== Data under study ==
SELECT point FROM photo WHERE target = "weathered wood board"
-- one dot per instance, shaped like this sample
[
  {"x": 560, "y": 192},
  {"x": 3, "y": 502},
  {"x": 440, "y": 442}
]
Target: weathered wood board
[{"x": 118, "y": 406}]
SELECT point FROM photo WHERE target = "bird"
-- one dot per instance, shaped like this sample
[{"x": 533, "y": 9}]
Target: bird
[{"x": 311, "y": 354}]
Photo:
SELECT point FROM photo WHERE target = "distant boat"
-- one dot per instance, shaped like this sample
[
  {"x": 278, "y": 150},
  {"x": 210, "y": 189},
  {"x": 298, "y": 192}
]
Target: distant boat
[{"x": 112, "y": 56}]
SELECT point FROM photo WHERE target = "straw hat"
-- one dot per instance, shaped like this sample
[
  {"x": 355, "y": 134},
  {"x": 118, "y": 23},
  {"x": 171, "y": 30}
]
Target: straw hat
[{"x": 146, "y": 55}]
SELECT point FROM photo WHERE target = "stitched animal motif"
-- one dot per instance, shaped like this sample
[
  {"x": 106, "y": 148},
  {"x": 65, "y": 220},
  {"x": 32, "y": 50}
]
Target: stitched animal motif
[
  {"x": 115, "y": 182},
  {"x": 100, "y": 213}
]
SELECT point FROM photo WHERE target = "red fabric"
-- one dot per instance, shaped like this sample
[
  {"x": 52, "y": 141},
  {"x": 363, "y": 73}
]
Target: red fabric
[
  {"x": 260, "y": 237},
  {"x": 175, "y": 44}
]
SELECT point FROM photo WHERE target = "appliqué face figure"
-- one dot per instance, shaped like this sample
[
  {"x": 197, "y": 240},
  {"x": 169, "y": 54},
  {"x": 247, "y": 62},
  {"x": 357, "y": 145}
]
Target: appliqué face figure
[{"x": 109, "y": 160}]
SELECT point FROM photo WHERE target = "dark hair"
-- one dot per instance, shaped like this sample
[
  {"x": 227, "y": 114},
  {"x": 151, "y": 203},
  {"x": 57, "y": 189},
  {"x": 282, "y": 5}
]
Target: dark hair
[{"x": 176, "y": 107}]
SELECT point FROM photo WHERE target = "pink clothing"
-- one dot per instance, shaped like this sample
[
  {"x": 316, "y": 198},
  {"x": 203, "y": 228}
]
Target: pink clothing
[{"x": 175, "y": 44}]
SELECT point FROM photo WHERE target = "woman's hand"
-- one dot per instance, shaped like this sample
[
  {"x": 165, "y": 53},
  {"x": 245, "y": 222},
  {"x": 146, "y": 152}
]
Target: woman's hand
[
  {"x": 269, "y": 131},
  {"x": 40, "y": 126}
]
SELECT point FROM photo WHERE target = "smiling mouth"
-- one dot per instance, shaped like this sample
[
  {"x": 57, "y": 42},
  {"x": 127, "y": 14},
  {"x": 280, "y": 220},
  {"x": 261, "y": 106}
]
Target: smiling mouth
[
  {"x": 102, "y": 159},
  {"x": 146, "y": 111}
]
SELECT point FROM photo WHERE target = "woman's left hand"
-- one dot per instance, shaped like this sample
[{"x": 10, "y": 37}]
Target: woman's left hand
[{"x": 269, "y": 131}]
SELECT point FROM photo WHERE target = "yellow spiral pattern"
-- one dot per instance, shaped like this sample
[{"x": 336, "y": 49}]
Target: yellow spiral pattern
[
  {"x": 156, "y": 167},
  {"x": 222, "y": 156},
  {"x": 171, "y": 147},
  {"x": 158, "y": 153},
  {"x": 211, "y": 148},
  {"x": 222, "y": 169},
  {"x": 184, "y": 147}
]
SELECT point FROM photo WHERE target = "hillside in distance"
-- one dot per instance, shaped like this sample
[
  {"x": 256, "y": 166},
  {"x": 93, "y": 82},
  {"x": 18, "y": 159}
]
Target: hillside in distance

== Assignment ==
Give back the data above, repeating every record exactly.

== Task solution ==
SELECT point FROM photo WHERE target = "weathered wood board"
-- one dot per instance, shaped like this sample
[
  {"x": 560, "y": 192},
  {"x": 3, "y": 502},
  {"x": 440, "y": 442}
]
Target: weathered wood board
[{"x": 118, "y": 406}]
SELECT point FROM photo WHERE target = "bird"
-- one dot per instance, shaped like this sample
[{"x": 533, "y": 9}]
Target: bird
[{"x": 311, "y": 354}]
Photo:
SELECT point FROM photo WHERE target = "distant boat"
-- one dot per instance, shaped like this sample
[
  {"x": 278, "y": 150},
  {"x": 210, "y": 189},
  {"x": 298, "y": 192}
]
Target: distant boat
[{"x": 112, "y": 56}]
SELECT point FROM photo WHERE target = "straw hat"
-- one dot per instance, shaped like this sample
[
  {"x": 355, "y": 134},
  {"x": 118, "y": 23},
  {"x": 171, "y": 30}
]
Target: straw hat
[{"x": 146, "y": 55}]
SELECT point FROM photo WHERE target = "stitched animal motif"
-- one dot per instance, shaped like this sample
[
  {"x": 106, "y": 148},
  {"x": 65, "y": 220},
  {"x": 32, "y": 50}
]
Target: stitched animal motif
[
  {"x": 115, "y": 182},
  {"x": 100, "y": 213}
]
SELECT point FROM photo WHERE target = "red fabric"
-- one dot per instance, shaped like this sample
[
  {"x": 52, "y": 141},
  {"x": 363, "y": 73}
]
Target: red fabric
[
  {"x": 260, "y": 237},
  {"x": 175, "y": 44}
]
SELECT point FROM photo WHERE target = "appliqué face figure"
-- one dot per instance, shaped like this sample
[
  {"x": 197, "y": 240},
  {"x": 169, "y": 54},
  {"x": 247, "y": 62},
  {"x": 357, "y": 145}
]
Target: appliqué face figure
[{"x": 109, "y": 160}]
SELECT point FROM photo WHERE target = "dark hair"
-- one dot per instance, shaped like this sample
[
  {"x": 227, "y": 114},
  {"x": 151, "y": 203},
  {"x": 57, "y": 189},
  {"x": 282, "y": 5}
]
Target: dark hair
[{"x": 176, "y": 107}]
SELECT point FROM photo WHERE target = "pink clothing"
-- one dot per instance, shaped like this sample
[
  {"x": 316, "y": 198},
  {"x": 203, "y": 228}
]
Target: pink clothing
[{"x": 175, "y": 44}]
SELECT point FROM photo WHERE target = "woman's hand"
-- one dot per instance, shaped like this sample
[
  {"x": 165, "y": 53},
  {"x": 245, "y": 222},
  {"x": 146, "y": 152}
]
Target: woman's hand
[
  {"x": 269, "y": 131},
  {"x": 40, "y": 126}
]
SELECT point FROM photo WHERE target = "smiling mouth"
-- one dot per instance, shaped like this sample
[
  {"x": 57, "y": 42},
  {"x": 127, "y": 14},
  {"x": 280, "y": 220},
  {"x": 261, "y": 106}
]
Target: smiling mouth
[
  {"x": 102, "y": 159},
  {"x": 146, "y": 111}
]
SELECT point FROM photo WHERE target = "woman's left hand"
-- one dot per instance, shaped like this sample
[{"x": 10, "y": 37}]
Target: woman's left hand
[{"x": 269, "y": 131}]
SELECT point FROM photo WHERE target = "yellow spiral pattern"
-- one dot per instance, shaped like this sample
[{"x": 336, "y": 49}]
Target: yellow spiral pattern
[
  {"x": 156, "y": 167},
  {"x": 222, "y": 156},
  {"x": 171, "y": 147},
  {"x": 158, "y": 153},
  {"x": 211, "y": 148},
  {"x": 222, "y": 169},
  {"x": 184, "y": 147}
]
SELECT point FROM photo WHERE target = "hillside in distance"
-- one dot per instance, shaped like this sample
[
  {"x": 256, "y": 166},
  {"x": 93, "y": 82},
  {"x": 18, "y": 159}
]
Target: hillside in distance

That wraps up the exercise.